# Problem requirements:
Copy out every row below, substituting "marker" for "dot" wherever it occurs and changing nothing else.

# Items:
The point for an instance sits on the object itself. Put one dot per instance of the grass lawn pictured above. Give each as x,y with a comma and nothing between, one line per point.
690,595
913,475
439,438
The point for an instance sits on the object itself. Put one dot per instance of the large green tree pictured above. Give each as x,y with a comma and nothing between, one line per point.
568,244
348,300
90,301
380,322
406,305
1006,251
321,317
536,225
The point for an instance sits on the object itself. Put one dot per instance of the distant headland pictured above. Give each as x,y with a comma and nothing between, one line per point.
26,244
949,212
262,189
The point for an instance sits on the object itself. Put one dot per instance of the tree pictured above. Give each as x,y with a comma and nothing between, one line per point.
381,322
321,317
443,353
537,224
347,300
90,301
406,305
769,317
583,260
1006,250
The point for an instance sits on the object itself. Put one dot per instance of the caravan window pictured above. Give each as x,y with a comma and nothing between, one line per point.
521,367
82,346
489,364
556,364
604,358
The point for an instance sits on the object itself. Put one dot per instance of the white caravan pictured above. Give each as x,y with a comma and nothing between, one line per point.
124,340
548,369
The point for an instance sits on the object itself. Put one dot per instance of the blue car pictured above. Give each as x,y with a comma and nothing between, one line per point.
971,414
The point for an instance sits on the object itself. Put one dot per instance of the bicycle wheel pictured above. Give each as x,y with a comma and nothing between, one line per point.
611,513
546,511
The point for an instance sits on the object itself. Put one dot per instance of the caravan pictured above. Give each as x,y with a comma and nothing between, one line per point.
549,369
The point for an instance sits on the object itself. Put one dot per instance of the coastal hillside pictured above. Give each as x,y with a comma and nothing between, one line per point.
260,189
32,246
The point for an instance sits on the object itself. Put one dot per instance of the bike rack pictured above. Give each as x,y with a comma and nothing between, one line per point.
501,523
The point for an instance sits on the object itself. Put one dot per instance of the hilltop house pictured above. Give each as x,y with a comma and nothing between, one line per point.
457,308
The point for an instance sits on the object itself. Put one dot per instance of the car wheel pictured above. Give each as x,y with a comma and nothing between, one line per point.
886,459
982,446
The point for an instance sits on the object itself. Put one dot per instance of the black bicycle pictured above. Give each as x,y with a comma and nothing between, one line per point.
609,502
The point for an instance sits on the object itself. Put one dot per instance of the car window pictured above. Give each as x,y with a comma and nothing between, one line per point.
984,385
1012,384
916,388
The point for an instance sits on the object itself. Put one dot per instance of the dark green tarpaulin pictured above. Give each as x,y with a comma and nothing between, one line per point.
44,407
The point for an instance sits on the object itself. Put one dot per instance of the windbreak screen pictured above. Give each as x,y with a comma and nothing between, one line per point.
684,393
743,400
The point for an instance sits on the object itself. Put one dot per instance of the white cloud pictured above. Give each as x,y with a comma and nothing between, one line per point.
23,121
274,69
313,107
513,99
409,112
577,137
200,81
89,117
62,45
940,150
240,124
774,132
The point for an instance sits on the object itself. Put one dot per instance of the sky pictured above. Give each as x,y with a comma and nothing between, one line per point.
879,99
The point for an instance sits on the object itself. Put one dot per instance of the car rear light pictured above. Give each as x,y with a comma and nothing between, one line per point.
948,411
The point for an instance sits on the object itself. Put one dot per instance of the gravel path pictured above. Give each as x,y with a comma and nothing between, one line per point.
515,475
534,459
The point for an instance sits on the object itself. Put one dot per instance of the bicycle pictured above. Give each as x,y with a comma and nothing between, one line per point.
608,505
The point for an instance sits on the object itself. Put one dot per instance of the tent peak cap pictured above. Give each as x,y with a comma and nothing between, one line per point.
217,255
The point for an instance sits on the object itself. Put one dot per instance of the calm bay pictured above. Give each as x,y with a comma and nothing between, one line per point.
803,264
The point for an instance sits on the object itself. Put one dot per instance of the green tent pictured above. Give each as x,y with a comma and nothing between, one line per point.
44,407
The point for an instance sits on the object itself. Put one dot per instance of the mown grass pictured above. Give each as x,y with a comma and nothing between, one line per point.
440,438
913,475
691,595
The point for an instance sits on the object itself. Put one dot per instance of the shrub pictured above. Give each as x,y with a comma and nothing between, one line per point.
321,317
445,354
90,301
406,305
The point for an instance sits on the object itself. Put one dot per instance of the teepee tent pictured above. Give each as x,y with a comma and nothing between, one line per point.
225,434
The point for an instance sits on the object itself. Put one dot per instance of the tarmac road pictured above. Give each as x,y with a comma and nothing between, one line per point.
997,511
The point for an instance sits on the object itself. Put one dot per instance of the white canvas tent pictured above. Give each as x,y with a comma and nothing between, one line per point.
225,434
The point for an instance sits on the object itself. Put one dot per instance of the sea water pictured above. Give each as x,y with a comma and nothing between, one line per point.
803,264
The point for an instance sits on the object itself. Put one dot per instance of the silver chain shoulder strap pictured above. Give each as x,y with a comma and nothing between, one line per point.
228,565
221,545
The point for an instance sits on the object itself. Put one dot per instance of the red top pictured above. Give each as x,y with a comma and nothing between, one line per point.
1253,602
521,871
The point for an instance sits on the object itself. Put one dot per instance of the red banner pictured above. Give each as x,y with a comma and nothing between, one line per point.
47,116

# Answer to the exercise:
The point for an instance sits on the object itself. Put one marker per instance of the grass lawn pictured above. Give each as x,y with a comma and nothing between, one line per point.
690,595
913,475
439,438
The point for an instance sits on the object itself. Put one marker per instance of the large green tree pictured above. Give each as x,y with a comma and nothing between, one line per point.
568,244
348,300
90,301
380,322
406,305
1006,251
321,317
536,225
The point for an instance sits on the object itself. Put one marker per instance of the distant headland pictured above. Give each as x,y with a comma and nothing between, one line per point.
26,244
949,212
262,189
The point for an instance sits on the object itself. Put one marker per instance of the tree pictured above. Give each as x,y with a comma and nothing between, one line per point.
381,322
321,317
443,353
537,224
347,300
90,301
406,305
769,317
583,260
1006,250
The point for an instance sits on the object itself. Put one marker per instance of the caravan window pictured above. Give each as x,y with a comma and nothing between, one line per point.
521,367
82,346
489,364
556,364
604,358
The point for an instance sits on the object itself. Put one marker per instance of the white caravan pictured above. Give each as x,y with a comma and nothing between, one line per point.
124,340
548,369
The point for an instance sits on the object itself. Put one marker per instance of the blue car pictured above. Give each as x,y with a comma and nothing between, one line per point.
971,414
The point for an instance sits on the object itself. Put one marker per instance of the bicycle wheel pictured above. Give each as x,y with a comma and nothing between, one line per point.
611,513
546,511
The point for an instance sits on the object itself. Put one marker per instance of the caravan pictured above. Give each as x,y with a comma and nothing between, one line per point.
549,369
The point for an instance sits on the object itself. Put one marker per instance of the coastal hillside pictured above. Give each as x,y with a comma and nothing between, one line per point.
260,189
32,246
The point for an instance sits on the object itself. Put one marker per instance of the bike rack pictured above. Give each as x,y with a comma and nothing between, one line per point.
501,523
The point for an instance sits on the object itself. Put one marker per instance of the hilltop house pictured above. Give each as x,y with a comma and nothing between, one line per point.
457,308
The point for an instance sits on the object itself. Put one marker per instance of the car wheel pictured above. Give each as x,y with a comma and nothing between, one line per point.
886,459
982,446
The point for an instance sits on the object itself. Put one marker per instance of the black bicycle pictured above. Give each as x,y with a comma and nothing between, one line per point.
609,502
The point for an instance sits on the object itself. Put one marker per instance of the car window pictured above. Give each as x,y with a comma and nothing between, one line per point.
984,385
1012,384
916,388
The point for an instance sits on the object itself. Put one marker per instance of the dark green tarpaulin pictured above. Give each as x,y with a comma and nothing between, one line per point.
44,407
The point for an instance sits on the object itself. Put one marker per instance of the windbreak screen pictured above. Give each as x,y with a comma and nothing between, one line per point.
684,393
743,400
The point for an instance sits on the object itself. Put one marker per instance of the white cloud pictured above. Give each as x,y with a comma and nothing between, one line per point.
23,121
274,69
313,107
513,99
409,112
577,137
200,81
89,117
62,45
940,150
240,124
774,132
The point for an instance sits on the object itself. Put one marker per instance of the sky pictured above. Give each as x,y with a comma and nothing between, one line per point.
879,99
The point for an instance sits on the object itself. Put one marker per instance of the car rear light pictured above. Give each as x,y with a comma and nothing between, one line per point.
948,411
The point for an instance sits on the object itself. Put one marker per instance of the gravel path pictured above. Give each as x,y with a comma and nothing between, one line per point.
515,475
534,459
The point for an instance sits on the object itself. Put one marker per instance of the bicycle pictured above. Give each as x,y with a comma and nothing between, one line per point.
608,505
The point for an instance sits on the object itself. Put one marker per instance of the tent peak cap pictured above. Give each as x,y with a comma and nothing between, one line per point.
217,255
The point for an instance sits on the object itself. Put one marker per instance of the calm bay pictured above. Give each as x,y with a comma and nothing between, one line per point.
803,264
The point for an instance sits on the object itself. Put one marker per instance of the green tent pictured above. Give each as x,y with a comma and nothing between, one line per point.
44,407
The point for an instance sits on the object itself. Put one marker per instance of the mown grass pictured above. Give each as x,y with a comma and nothing between, one line per point.
440,438
913,475
691,595
The point for an instance sits on the object itself. Put one marker per instance of the shrub pictured above. Give each as x,y with a comma and nothing between, one line per point.
321,317
445,354
90,301
406,305
The point for an instance sits on the object itself. Put one marker per instance of the teepee tent pictured above. Give each as x,y with a comma and nothing between, one line per point.
225,434
The point for an instance sits on the object itself. Put one marker per instance of the tarmac road pictured above. Give each as x,y with a comma and nothing between, one line per point.
997,511
The point for an instance sits on the object itself. Put one marker per instance of the white canvas tent pictured above. Give each as x,y with a comma and nothing between, one line per point.
225,434
The point for an instance sits on the object itself. Put one marker per instance of the sea water pictured above. Give each as x,y with a comma and nothing between, one line per point.
803,264
The point for an instance sits on the object itself. Put one marker per instance of the silver chain shoulder strap pictured above. Give each as x,y with a comma and nothing between, one line per point.
228,565
221,545
The point for an instance sits on the object itself. Put one marker per instance of the red top pictured above. Give each as x,y with a comma and nothing between, one line per point.
1253,602
521,871
The point for an instance sits on the object itself. Put one marker per instance of the red banner pictured above. Give each as x,y with a comma and nothing between, one line per point.
47,116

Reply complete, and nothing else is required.